Jobs:
(A) According to the passage on the revolving door, in what year did Senator Feingold and Sen. John McCain first work together on this issue?
(B) Copy word for word the section of the passage on the revolving door that begins at the words "It's a pretty" and stops after "erodes public confidence.".

Passage to read:
..........

It's a pretty good piece. From a 2005 Russ Feingold Press Conference
The revolving door is a problem for two basic reasons. First, because of the revolving door some interests have better access to the legislative process than others. Former members and staff, or former executive branch employees, know how to work the system and get results for their clients. Those that have the money to hire them have a leg up. The public perceives this as an unfairness in the process, and I agree. Decisions in Congress on legislation, or in regulatory agencies on regulations or enforcement, or in the Defense Department on huge government contracts should be made on the merits, not based on who has the best connected lobbyist.Compare what Elwyn Tinklenberg said before the East Bethel City Council and what Senator Feingold describes as a problem that erodes public confidence.
The second problem with the revolving door is that it creates the perception that public officials are cashing in on their public service, trading on their connections and their knowledge for personal profit. When you see former Members or staff becoming lobbyists and making three, four, or five times what they made in government service, that just looks bad.
Both sides of this coin combine to further the cynicism about how policy is made in this country and who is making it. That, ultimately, is the biggest problem. The public loses confidence in elected officials and public servants. That is why this was one of the very first issues that Sen. John McCain and I worked on together back in 1995. And it remains a problem today; indeed it has become an even bigger problem as shown by the report released today.

..........

Dataset content:

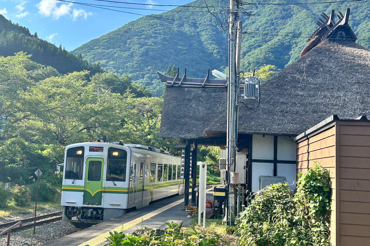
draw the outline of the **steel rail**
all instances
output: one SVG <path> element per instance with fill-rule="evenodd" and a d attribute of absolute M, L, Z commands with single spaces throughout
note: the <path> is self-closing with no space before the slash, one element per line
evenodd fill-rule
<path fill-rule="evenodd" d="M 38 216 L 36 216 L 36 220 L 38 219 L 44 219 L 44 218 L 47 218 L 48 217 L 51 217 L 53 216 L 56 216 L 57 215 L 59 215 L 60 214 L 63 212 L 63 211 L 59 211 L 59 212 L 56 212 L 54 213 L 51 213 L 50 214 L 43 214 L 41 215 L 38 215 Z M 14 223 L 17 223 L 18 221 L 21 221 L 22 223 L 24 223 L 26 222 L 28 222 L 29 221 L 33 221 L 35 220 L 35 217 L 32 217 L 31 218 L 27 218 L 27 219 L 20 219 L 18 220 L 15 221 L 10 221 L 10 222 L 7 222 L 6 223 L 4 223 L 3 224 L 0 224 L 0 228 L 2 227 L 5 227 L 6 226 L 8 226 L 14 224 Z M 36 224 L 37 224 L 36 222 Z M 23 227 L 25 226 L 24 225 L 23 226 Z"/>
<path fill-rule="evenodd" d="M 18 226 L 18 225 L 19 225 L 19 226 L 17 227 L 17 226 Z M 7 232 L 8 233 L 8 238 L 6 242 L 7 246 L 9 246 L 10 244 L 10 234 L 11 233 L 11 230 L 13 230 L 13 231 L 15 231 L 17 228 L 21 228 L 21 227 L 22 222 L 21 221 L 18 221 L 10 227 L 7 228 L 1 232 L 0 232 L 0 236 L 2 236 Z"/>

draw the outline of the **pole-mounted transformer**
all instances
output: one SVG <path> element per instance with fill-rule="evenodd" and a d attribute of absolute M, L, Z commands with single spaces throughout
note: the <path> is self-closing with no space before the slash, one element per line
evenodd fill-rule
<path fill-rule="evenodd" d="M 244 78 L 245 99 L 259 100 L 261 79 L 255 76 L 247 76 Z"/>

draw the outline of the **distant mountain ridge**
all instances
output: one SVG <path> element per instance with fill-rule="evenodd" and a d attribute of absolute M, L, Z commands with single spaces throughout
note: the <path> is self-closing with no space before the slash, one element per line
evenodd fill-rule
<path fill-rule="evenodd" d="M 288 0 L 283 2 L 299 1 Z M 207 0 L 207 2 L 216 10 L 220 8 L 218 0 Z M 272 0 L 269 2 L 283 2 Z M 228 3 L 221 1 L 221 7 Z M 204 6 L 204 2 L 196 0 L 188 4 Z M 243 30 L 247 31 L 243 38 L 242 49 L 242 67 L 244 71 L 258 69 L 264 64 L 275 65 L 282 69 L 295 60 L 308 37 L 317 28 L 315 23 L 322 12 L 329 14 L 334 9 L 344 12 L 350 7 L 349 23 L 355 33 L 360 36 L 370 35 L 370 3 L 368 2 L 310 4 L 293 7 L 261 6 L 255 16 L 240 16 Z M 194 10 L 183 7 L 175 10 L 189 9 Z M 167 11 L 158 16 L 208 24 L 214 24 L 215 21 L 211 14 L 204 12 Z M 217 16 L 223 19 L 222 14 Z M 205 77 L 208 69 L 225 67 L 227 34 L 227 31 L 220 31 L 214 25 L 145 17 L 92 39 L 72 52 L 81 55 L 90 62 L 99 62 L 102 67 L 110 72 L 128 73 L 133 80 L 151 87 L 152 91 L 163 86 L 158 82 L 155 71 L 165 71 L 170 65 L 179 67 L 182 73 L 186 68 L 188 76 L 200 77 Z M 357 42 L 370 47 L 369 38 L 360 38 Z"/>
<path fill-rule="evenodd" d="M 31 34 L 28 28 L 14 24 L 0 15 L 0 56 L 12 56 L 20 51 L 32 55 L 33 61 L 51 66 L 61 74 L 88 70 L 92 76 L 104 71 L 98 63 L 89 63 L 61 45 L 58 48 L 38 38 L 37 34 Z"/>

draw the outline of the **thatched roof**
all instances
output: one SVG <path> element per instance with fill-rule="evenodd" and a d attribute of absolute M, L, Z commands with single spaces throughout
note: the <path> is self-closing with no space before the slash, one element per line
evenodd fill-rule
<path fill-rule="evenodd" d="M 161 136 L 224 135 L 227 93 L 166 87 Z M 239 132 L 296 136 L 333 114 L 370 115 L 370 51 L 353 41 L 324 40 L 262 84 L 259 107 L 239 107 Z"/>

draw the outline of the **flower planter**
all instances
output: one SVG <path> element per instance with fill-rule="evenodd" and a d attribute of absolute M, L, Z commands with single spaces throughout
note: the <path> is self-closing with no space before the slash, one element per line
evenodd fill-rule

..........

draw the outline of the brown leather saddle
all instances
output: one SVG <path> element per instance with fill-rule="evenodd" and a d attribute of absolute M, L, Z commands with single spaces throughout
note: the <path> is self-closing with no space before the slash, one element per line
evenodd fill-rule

..........

Task-by-task solutions:
(A) 1995

(B)
It's a pretty good piece. From a 2005 Russ Feingold Press Conference
The revolving door is a problem for two basic reasons. First, because of the revolving door some interests have better access to the legislative process than others. Former members and staff, or former executive branch employees, know how to work the system and get results for their clients. Those that have the money to hire them have a leg up. The public perceives this as an unfairness in the process, and I agree. Decisions in Congress on legislation, or in regulatory agencies on regulations or enforcement, or in the Defense Department on huge government contracts should be made on the merits, not based on who has the best connected lobbyist.Compare what Elwyn Tinklenberg said before the East Bethel City Council and what Senator Feingold describes as a problem that erodes public confidence.